* **EXTRACT**:
..........

As Christopher Nolan’s WWII epic Dunkirk hits the big screen, a Derry man has recalled how his father struck up the unlikeliest of friendships on the beaches of France that day in May 1940.

Derek McCauley’s father, Michael, or Mack, as he was known to his friends, was an 18-year-old Catholic from Derry’s Bogside when the First World War erupted in 1914.

Mack and his younger brother, Hubert, enlisted in the army as a soldier and medic, respectively.

He returned home as the war drew to a close to find two RUC officers raiding his home on Alma Place. They were looking for his eldest brother, James, who was involved in the anti-partition movement at the time.

James avoided detection by hiding at his Protestant girlfriend’s house in the nearby Fountain Estate.

All three McCauley brothers were involved in the politics of the time and were each interned for several months in Killmainham Gaol in 1922.

In 1939, the first shots of the Second World War were fired and Mack and his younger brother Hubert once again joined the service.

Speaking to The Irish News, Mack’s son, Derek, said his father and uncle joined up to fight for something that transcended the politics in Ireland at the time.

“What was happening here didn’t really matter compared to what was going on over there, it was a very different fight,” he said.

In May 1940, Mack found himself on the back of a truck on the beaches of Dunkirk, evacuating the wounded and stranded from the area as the German army approached.

One man he hoisted onto the vehicle turned out to be a fellow soldier called Sammy Larmour – a Protestant who happened to be from the Fountain Estate in Derry.

The two men continued to fight for the allies after the evacuation of Dunkirk and the following year Mack’s eldest son and Derek’s brother, Colm, contracted an extremely aggressive form of

leukaemia.

Mack was given two weeks compassionate leave from the French battlefields to tend to his ailing son, however, just a few weeks after returning to the fight, Colm died. 

“I think that really put things into perspective for my father,” Derek said. “It showed him exactly what he, and the thousands of other men, were fighting for.”

Before the war ended in 1945, Mack was discharged from the army after receiving several combat injuries.

Upon arrival to his house, he was once again greeted by two RUC officers, who demanded to see his official resident’s permit, showing that he legally resided in the area.

Mack, in turn, wrote to his commanding officer in the army to voice his frustration at having to prove where his home was.

“The only time I have been out of Northern Ireland was when I was serving in HM Army,” he said.

“I fail to understand why I should require a residence permit. I am a citizen of this country and certainly do not intend on taking out a residence permit unless the law requires me to do so.”

When Sammy Larmour returned to Derry a short time later, he arrived at the McCauley family’s home. Mack was working at the local bakery that day, so Mr. Larmour gave his friend’s wife a gift to pass on to his old war buddy.

That gift was a crucifix in the shape a holy water font that he had found amongst the rubble of a small French town before he returned home.

The two men, one Catholic and one Protestant, remained close friends until their deaths in the 1970s. To this day, the crucifix his father was given remains the pride of place next to Derek’s front door at his home in the Bogside.

Derek said he remembers well how his father felt about the politics that divided people in Derry, and politics that brought thousands together on the beaches of France.

“He always used to say, ‘If all these bigoted people here just saw the things we have seen at Normandy, they would realize there’s more that brings us together than there is that divides us’.”

..........

* **GIVEN RECORDS**:
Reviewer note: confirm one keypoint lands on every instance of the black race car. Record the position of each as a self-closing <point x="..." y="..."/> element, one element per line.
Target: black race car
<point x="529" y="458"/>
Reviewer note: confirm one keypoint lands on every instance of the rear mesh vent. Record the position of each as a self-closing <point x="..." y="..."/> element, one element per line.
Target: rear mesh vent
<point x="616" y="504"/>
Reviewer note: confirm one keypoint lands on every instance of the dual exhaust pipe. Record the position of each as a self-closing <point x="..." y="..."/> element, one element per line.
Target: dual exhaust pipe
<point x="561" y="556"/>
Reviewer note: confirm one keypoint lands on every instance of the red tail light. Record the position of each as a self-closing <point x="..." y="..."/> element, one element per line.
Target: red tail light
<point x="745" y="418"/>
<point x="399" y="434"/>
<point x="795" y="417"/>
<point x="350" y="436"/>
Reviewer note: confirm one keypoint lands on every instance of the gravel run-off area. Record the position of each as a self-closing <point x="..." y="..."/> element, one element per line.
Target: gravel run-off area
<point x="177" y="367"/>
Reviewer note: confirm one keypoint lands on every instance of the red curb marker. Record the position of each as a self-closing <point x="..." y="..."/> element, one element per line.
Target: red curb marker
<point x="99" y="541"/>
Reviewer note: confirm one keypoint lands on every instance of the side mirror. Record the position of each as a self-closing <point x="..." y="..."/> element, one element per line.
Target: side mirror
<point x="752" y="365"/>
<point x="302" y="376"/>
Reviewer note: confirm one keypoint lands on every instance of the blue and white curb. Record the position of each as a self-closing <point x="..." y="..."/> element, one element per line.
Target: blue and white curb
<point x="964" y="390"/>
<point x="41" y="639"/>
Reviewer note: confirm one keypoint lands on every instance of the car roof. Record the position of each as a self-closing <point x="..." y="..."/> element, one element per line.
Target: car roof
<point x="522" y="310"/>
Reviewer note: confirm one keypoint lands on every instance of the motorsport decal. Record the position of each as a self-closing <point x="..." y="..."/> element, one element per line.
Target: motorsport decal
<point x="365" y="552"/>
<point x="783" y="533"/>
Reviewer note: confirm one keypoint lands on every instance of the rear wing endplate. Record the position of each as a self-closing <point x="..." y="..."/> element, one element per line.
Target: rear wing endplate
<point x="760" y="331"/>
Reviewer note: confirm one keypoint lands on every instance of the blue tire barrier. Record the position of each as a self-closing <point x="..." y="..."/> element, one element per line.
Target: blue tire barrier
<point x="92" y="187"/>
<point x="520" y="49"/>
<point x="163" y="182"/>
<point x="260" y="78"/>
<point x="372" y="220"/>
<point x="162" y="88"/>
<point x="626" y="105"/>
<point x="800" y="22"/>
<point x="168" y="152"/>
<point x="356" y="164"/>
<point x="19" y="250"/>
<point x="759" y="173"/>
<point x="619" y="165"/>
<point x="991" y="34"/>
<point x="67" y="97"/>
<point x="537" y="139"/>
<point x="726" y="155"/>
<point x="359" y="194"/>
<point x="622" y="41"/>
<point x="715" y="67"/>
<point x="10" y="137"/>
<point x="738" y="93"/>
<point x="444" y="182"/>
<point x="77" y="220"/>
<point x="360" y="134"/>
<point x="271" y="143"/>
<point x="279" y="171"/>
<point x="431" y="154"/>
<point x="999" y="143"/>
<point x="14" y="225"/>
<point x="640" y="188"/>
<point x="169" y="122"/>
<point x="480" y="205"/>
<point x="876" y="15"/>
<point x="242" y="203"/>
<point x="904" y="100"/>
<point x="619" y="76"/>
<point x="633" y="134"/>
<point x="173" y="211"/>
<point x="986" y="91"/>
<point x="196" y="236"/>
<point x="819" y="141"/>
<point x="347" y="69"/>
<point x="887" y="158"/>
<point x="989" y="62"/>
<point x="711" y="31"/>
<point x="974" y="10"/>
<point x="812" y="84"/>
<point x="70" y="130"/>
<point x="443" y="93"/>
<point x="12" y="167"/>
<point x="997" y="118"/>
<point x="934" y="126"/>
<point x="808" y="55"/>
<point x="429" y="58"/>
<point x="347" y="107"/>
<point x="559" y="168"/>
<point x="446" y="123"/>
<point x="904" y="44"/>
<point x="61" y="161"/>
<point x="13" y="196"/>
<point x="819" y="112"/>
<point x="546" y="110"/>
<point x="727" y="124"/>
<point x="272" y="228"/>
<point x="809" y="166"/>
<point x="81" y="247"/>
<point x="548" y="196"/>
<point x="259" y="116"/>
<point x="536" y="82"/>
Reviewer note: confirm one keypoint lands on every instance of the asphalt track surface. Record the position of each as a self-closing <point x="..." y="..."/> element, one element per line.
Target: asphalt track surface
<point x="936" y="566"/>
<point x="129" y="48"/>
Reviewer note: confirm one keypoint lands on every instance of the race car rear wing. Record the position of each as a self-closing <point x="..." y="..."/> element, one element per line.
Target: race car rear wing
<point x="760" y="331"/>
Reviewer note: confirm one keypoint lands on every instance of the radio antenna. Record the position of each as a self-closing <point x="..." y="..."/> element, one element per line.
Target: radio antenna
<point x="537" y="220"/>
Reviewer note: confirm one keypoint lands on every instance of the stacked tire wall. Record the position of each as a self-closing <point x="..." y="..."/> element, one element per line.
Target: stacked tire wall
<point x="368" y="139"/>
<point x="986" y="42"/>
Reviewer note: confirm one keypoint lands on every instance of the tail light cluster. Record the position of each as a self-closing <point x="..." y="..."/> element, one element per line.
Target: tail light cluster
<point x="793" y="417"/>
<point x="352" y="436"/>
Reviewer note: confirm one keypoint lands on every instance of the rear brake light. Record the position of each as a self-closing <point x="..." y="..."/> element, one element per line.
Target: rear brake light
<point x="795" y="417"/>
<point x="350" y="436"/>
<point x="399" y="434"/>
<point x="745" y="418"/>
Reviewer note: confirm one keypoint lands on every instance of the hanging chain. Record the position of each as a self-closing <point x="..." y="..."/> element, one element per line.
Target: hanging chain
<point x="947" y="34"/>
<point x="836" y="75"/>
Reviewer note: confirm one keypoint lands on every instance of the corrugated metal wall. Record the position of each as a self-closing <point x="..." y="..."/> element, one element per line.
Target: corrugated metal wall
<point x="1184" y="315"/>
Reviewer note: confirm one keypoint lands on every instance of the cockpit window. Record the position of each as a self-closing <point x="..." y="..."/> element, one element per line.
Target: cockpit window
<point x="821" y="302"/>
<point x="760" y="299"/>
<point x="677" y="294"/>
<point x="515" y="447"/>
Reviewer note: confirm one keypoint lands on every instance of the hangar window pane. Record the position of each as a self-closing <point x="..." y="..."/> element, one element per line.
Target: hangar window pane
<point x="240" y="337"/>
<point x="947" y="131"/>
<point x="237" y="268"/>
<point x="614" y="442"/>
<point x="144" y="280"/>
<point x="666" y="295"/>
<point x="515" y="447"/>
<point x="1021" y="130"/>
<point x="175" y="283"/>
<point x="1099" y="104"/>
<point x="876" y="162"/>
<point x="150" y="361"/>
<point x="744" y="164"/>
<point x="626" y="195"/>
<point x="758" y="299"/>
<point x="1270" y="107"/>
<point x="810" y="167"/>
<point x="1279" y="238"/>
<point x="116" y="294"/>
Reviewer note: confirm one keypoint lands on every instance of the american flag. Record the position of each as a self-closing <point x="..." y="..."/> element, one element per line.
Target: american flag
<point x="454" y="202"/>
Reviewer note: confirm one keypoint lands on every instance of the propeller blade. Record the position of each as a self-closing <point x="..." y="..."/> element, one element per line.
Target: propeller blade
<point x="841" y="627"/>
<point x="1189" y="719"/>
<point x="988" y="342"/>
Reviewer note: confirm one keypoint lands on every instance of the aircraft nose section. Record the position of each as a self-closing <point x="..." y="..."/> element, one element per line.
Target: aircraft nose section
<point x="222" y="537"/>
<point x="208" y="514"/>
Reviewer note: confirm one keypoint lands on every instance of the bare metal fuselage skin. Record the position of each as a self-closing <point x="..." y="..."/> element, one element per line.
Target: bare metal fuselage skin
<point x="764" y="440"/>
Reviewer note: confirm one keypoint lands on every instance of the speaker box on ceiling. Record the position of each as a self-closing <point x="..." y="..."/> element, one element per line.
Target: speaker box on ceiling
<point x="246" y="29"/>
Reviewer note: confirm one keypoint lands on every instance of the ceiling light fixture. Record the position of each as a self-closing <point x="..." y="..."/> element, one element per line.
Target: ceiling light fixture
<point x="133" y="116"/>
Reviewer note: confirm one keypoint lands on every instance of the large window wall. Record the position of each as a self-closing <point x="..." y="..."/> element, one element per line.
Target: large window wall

..........

* **QUESTIONS TO ANSWER**:
a - From the Dunkirk article, extract the passage starting at "Mack was given" up to and including "receiving several combat injuries.".
b - Answer these questions from the Dunkirk article, one line each:
(i) In what year were all three McCauley brothers interned in Killmainham Gaol?
(ii) What was the name of the soldier Mack hoisted onto the truck at Dunkirk?
(iii) Where was Mack working on the day Sammy Larmour came to the McCauley family's home?

* **ANSWER SET**:
a -
Mack was given two weeks compassionate leave from the French battlefields to tend to his ailing son, however, just a few weeks after returning to the fight, Colm died. 

“I think that really put things into perspective for my father,” Derek said. “It showed him exactly what he, and the thousands of other men, were fighting for.”

Before the war ended in 1945, Mack was discharged from the army after receiving several combat injuries.

b -
(i) 1922
(ii) Sammy Larmour
(iii) At the local bakery